### EXERCISE AIM
Your transcription must include every record word for word and no pictures.
-------- RECORDS FOR THIS TASK
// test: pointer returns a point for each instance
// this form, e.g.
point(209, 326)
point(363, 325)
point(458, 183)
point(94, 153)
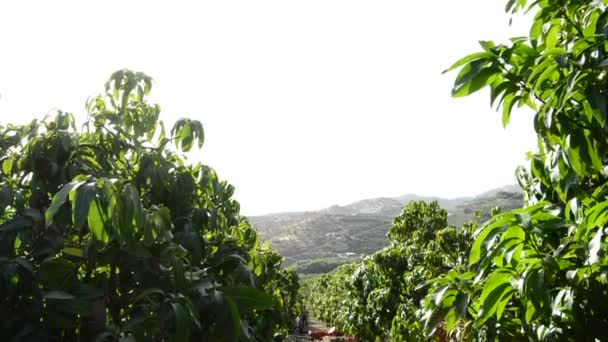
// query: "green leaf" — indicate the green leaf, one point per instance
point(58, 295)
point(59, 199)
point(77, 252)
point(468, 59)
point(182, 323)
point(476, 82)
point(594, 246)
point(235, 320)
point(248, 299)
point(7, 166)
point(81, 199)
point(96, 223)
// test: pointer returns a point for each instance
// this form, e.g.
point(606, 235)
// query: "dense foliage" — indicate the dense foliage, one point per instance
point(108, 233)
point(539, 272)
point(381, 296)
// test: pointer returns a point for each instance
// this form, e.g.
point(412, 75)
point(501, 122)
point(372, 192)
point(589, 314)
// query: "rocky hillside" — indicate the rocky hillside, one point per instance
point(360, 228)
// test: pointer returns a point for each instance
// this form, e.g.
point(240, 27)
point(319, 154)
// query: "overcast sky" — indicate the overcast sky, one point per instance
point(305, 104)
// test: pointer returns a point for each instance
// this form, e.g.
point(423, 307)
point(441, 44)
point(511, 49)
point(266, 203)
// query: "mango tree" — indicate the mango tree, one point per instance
----------------
### SOLUTION FOR THIS PROBLEM
// test: pointer returns a point for each instance
// this form, e.g.
point(209, 326)
point(363, 325)
point(458, 183)
point(94, 153)
// query: "green leaf" — indicate the green leaf, one point per instance
point(58, 295)
point(59, 199)
point(77, 252)
point(468, 59)
point(182, 323)
point(476, 82)
point(594, 246)
point(235, 320)
point(248, 299)
point(7, 166)
point(81, 199)
point(96, 223)
// test: pointer returns a point for each instance
// this form, e.g.
point(606, 235)
// query: "dense foliage" — indicate the dense foliage, one point per instance
point(108, 233)
point(539, 272)
point(381, 296)
// test: pointer returns a point for each instance
// this form, e.g.
point(412, 75)
point(501, 122)
point(372, 192)
point(589, 314)
// query: "rocky hillside" — indicate the rocky hillside, one point per instance
point(360, 228)
// test: pointer returns a point for each instance
// this form, e.g.
point(240, 27)
point(319, 154)
// query: "overcast sky" — indicate the overcast sky, one point per instance
point(305, 104)
// test: pointer returns a point for each instance
// this form, e.g.
point(423, 307)
point(441, 44)
point(511, 49)
point(266, 203)
// query: "mango tree" — indicate the mango tree, one point per instance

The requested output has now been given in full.